Goal of the exercise: Return the exact lines spanning from the line with "of the stone" through the last line of the entries, boundaries included, and no others.

Records for this exercise:
═══
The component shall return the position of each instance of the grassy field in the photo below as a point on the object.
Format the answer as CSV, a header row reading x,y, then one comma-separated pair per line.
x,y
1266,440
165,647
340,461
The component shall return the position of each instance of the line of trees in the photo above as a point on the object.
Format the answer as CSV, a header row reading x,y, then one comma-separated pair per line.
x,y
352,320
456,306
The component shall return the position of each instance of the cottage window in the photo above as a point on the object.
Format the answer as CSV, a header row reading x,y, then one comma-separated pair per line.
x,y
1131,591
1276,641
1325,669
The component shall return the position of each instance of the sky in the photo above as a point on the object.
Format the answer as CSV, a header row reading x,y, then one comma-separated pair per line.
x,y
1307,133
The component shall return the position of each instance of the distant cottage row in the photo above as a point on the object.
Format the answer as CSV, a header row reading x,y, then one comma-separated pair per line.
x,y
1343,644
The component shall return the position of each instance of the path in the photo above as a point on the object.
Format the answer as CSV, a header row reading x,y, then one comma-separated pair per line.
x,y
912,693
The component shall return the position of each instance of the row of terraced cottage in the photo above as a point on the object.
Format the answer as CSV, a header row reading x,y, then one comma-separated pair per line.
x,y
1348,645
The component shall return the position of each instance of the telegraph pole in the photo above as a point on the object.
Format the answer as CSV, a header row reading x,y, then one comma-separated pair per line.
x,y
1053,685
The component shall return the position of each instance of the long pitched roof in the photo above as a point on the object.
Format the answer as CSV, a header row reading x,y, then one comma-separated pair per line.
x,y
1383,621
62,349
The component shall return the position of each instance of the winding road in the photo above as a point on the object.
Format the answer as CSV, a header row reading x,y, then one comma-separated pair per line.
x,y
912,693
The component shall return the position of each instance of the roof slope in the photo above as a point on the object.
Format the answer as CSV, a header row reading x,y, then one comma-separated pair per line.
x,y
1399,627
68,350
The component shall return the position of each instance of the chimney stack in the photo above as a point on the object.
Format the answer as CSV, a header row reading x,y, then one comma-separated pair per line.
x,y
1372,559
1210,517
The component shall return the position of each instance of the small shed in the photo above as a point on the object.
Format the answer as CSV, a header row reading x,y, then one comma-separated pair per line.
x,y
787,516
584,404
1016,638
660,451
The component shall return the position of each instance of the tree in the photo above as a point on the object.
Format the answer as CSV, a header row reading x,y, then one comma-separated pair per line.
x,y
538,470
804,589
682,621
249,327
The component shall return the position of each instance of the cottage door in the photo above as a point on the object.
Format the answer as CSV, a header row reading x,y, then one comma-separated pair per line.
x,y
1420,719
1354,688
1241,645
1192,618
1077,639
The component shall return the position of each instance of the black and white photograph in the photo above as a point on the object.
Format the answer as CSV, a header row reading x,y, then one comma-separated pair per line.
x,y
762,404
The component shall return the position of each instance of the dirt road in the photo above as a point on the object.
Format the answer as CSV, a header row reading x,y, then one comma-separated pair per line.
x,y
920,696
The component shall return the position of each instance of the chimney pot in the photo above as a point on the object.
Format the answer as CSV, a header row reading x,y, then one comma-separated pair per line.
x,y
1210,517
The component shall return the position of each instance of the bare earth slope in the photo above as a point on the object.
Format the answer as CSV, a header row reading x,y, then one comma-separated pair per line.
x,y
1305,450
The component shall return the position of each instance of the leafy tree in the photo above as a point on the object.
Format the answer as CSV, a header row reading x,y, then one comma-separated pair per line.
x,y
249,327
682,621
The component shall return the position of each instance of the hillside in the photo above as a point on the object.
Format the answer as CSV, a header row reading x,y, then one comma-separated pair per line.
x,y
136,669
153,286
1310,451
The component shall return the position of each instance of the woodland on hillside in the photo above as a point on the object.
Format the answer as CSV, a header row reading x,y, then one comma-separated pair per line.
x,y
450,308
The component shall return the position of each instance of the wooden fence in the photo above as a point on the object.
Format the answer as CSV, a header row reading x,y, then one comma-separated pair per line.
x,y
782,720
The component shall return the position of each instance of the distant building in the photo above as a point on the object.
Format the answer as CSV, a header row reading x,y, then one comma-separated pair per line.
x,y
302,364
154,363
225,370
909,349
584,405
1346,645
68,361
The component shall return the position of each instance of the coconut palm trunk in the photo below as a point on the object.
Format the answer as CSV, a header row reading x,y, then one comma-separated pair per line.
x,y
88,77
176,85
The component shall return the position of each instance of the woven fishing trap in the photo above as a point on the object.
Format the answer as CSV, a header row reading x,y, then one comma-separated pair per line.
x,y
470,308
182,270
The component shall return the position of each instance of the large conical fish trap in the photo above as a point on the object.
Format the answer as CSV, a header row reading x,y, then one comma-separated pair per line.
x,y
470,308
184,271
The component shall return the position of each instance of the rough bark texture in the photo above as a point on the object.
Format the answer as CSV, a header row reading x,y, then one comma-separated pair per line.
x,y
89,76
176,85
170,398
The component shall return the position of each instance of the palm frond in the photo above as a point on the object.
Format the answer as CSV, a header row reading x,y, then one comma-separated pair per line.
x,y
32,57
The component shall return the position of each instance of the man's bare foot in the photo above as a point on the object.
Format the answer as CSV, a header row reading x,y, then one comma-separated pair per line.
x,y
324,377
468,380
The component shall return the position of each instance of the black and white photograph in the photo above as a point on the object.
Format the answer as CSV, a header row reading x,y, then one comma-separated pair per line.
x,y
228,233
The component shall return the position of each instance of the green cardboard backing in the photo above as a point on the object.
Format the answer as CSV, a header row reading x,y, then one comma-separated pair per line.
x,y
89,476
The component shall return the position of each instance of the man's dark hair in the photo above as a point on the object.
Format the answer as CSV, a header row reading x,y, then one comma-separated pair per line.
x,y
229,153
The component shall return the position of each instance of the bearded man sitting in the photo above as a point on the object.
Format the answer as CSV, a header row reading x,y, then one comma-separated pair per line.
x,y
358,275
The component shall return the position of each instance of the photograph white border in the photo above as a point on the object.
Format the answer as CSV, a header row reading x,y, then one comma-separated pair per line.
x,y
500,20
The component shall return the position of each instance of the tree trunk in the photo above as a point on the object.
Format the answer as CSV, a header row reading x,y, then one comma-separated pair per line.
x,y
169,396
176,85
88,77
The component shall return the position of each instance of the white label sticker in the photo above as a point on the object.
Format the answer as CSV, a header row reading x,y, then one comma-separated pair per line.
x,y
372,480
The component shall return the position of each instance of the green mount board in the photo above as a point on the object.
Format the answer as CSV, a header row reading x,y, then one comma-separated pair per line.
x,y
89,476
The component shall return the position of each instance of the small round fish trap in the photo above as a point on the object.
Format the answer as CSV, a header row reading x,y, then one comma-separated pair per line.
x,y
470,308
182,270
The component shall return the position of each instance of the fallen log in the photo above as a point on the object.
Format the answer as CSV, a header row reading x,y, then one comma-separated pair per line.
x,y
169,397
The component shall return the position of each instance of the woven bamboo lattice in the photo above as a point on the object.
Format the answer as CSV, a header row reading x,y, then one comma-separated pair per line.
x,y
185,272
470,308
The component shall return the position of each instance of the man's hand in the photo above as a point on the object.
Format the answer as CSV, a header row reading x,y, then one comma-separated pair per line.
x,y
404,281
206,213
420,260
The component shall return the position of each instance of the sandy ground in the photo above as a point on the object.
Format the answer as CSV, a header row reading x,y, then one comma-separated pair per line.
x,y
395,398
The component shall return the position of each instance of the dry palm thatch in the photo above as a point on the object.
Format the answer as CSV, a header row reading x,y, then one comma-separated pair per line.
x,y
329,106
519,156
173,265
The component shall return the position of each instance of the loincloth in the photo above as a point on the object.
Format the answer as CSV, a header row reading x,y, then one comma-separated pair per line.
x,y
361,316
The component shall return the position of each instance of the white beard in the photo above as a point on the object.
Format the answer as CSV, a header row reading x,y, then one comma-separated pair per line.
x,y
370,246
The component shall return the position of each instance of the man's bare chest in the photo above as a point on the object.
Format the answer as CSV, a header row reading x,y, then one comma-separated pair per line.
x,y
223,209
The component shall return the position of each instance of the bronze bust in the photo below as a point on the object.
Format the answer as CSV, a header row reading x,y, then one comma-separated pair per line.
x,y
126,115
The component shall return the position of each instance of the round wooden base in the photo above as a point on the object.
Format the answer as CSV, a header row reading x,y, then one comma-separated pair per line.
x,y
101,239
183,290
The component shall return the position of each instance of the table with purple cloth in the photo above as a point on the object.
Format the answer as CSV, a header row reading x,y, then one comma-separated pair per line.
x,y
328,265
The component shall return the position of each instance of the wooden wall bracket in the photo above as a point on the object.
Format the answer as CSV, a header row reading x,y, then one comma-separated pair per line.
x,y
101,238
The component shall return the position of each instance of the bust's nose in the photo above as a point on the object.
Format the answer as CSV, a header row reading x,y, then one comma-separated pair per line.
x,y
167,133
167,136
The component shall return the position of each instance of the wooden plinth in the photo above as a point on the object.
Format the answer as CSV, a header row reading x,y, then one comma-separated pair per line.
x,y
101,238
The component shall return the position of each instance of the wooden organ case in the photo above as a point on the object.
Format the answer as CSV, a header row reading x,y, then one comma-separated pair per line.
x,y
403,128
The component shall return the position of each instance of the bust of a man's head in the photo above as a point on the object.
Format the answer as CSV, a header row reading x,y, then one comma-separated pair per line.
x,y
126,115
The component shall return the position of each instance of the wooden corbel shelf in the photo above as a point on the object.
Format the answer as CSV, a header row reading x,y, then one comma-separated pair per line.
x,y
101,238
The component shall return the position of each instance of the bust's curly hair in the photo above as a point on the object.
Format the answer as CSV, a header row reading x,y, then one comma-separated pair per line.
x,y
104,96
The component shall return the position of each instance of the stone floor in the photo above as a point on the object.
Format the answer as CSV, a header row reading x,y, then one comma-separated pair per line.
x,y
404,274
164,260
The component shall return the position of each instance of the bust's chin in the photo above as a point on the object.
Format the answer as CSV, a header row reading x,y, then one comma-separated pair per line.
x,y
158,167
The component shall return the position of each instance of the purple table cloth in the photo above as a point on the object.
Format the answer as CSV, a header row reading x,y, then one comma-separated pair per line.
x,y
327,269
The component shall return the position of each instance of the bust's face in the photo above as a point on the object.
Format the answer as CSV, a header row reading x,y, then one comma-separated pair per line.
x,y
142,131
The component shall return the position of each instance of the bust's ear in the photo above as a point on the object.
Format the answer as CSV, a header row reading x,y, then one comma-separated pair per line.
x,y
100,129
═══
Result of the exercise:
The component shall return the position of each instance of the stone floor in the photo above as a point on the object.
Format the answer as CSV, a header row reading x,y, then one comma-separated pair per line.
x,y
404,274
164,260
The component shall return the position of each instance of the bust's chin in the photo above as a point on the object.
Format the answer as CSV, a header row reading x,y, then one comma-separated pair per line.
x,y
158,167
The component shall return the position of each instance of the purple table cloth in the photo above as a point on the object.
Format the answer as CSV, a header row reading x,y, then one comma-separated pair per line.
x,y
327,269
The component shall return the position of each instance of the bust's face in the photo above as a point on the object.
Format the answer as CSV, a header row reading x,y, then one comma-separated pair per line.
x,y
142,131
The component shall return the position of each instance of the bust's ear in the photo above as a point on the object.
Format the answer as CSV, a header row reading x,y, then one comma-separated pair per line.
x,y
100,129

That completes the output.